● TEXTO FORNECIDO:
----

SÃO PAULO, SP (FOLHAPRESS) – Em meio à seca de IPOs (oferta inicial de ações, na sigla em inglês), o Brasil vive uma onda no sentido contrário: ao menos seis empresas devem deixar a Bolsa de Valores neste ano via OPA (oferta pública de aquisição de ações), projetam analistas do mercado.

Nenhuma nova entrada é esperada. Este será o quarto ano seguido em que o número de empresas listadas na B3 encolhe.

Segundo especialistas, há uma conjunção de fatores que propiciam o fechamento de capital de empresas listadas. O principal deles é a desvalorização do mercado de ações. Em 2024, o Ibovespa recuou 10,4% e, neste ano, até agora, sobe 1,87%.

“Há dois anos, o mercado de capitais anda de lado e com pouca liquidez. No ano que vem, como qualquer ano eleitoral, será tipicamente ruim. Sem liquidez e com preço baixo das ações, o motivo de ser listado em Bolsa deixa de existir”, diz André Moor, diretor do Bradesco BBI.

As empresas abrem seu capital em Bolsa de Valores como uma maneira de se financiar. Ao vender suas ações a investidores, parte do dinheiro vai para o caixa da companhia e vira investimento, que, por sua vez, fomenta o crescimento da empresa. O lucro é redistribuído aos acionistas, que são remunerados pelo seu investimento inicial via dividendos e crescimento do negócio, com a valorização de suas ações.

Nos ciclos de queda da Selic, o Brasil teve saltos na abertura de capital. Em 2007, foram 64 IPOs, enquanto a taxa de juros havia saído de 19,75% para 11,25%. Em 2021, quando a Selic iniciou o ano na mínima histórica de 2%, foram mais 45 listagens.

----

● ENTRADAS FORNECIDAS:
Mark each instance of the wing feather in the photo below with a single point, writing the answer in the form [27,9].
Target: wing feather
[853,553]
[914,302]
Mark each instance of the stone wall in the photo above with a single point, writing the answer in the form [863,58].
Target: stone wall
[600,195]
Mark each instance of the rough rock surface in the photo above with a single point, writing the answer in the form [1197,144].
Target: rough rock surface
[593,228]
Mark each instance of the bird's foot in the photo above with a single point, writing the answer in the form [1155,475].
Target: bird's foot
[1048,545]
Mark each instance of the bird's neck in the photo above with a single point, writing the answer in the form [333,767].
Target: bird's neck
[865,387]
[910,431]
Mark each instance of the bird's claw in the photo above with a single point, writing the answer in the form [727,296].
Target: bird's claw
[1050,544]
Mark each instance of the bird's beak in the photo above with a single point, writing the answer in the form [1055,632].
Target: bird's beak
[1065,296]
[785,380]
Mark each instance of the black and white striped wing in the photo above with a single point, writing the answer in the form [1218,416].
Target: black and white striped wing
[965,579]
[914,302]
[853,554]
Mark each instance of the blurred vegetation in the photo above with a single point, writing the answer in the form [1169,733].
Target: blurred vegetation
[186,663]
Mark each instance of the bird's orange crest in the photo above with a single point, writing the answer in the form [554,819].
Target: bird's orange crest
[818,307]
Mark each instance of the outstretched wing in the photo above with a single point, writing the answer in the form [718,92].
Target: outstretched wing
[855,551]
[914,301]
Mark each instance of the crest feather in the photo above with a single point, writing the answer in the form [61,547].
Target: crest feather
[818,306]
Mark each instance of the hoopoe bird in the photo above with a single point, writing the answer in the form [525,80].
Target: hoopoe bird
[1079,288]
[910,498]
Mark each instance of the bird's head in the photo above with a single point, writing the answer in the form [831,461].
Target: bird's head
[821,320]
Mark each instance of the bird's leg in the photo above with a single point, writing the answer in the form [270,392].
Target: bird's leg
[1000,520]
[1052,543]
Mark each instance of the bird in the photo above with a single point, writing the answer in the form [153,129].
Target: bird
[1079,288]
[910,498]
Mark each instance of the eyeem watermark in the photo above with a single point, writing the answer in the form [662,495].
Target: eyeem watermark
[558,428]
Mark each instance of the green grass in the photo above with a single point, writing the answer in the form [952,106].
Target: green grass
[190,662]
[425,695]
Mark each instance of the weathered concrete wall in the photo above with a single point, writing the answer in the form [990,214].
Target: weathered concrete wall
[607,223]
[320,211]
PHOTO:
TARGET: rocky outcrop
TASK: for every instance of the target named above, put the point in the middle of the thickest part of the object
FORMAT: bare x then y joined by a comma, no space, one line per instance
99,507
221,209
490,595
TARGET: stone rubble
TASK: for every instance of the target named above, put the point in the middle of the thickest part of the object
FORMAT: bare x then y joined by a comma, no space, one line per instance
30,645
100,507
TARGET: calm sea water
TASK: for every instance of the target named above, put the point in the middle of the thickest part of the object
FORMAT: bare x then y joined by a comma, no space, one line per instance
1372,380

----

● A FAZER:
A) Indique se cada afirmação combina com o texto sobre a saída de empresas da Bolsa, respondendo sim ou não e citando as palavras do texto que decidem: (i) analistas esperam que pelo menos seis empresas saiam da Bolsa neste ano; (ii) há previsão de novas aberturas de capital neste ano; (iii) em 2007 houve 45 IPOs.
B) Dê seguimento ao texto sobre a saída de empresas da Bolsa a partir do ponto em que ele termina.

● RESULTADOS:
A)
(i) Sim: “ao menos seis empresas devem deixar a Bolsa de Valores neste ano via OPA”.
(ii) Não: “Nenhuma nova entrada é esperada.”
(iii) Não: “Em 2007, foram 64 IPOs”.

B)
Desde 2004, há 147 cancelamentos de registro processados na CVM (Comissão de Valores Mobiliários). No mesmo intervalo, a B3 teve 245 IPOs. O mais recente deles foi em 2021, da empresa de fertilizantes Vittia.

Na última década, essa diferença se reduziu. De 2015 a 2024, foram 94 IPOs e 62 OPAs –essa soma não considera OPAs de aumento de participação, alienação de controle ou fusões.

Em momentos de juro alto, no entanto, investidores dão preferência a ativos de renda fixa. Além disso, as taxas mais altas pesam no custo das empresas e pressionam o lucro. Com a queda no valor das ações, muitas delas acabam com um valor de mercado abaixo da sua precificação real, considerando seu patrimônio e projeção de resultados. Assim, o momento fica favorável para que a empresa, ou um comprador externo, adquira todos os papéis disponíveis no mercado e feche o capital.

“Se o investidor tem apetite, há bons ativos com preço defasado”, diz Amir Bocayuva, socio gestor do BMA Advogados.

Segundo Bocayuva, diversos fundos de private equity estão estudando fazer a aquisição dessas companhias e fechar o capital, numa operação inversa ao que costumam fazer. Geralmente, esses fundos de investimento fazem aportes em empresas em fase de crescimento e efetivam seu lucro quando a companhia entra na Bolsa.

“Para o Brasil, essa não é uma notícia boa porque é um encolhimento do mercado de capitais. Para ele se recuperar, depende de uma queda de juros, que está difícil”, diz Bocayuva.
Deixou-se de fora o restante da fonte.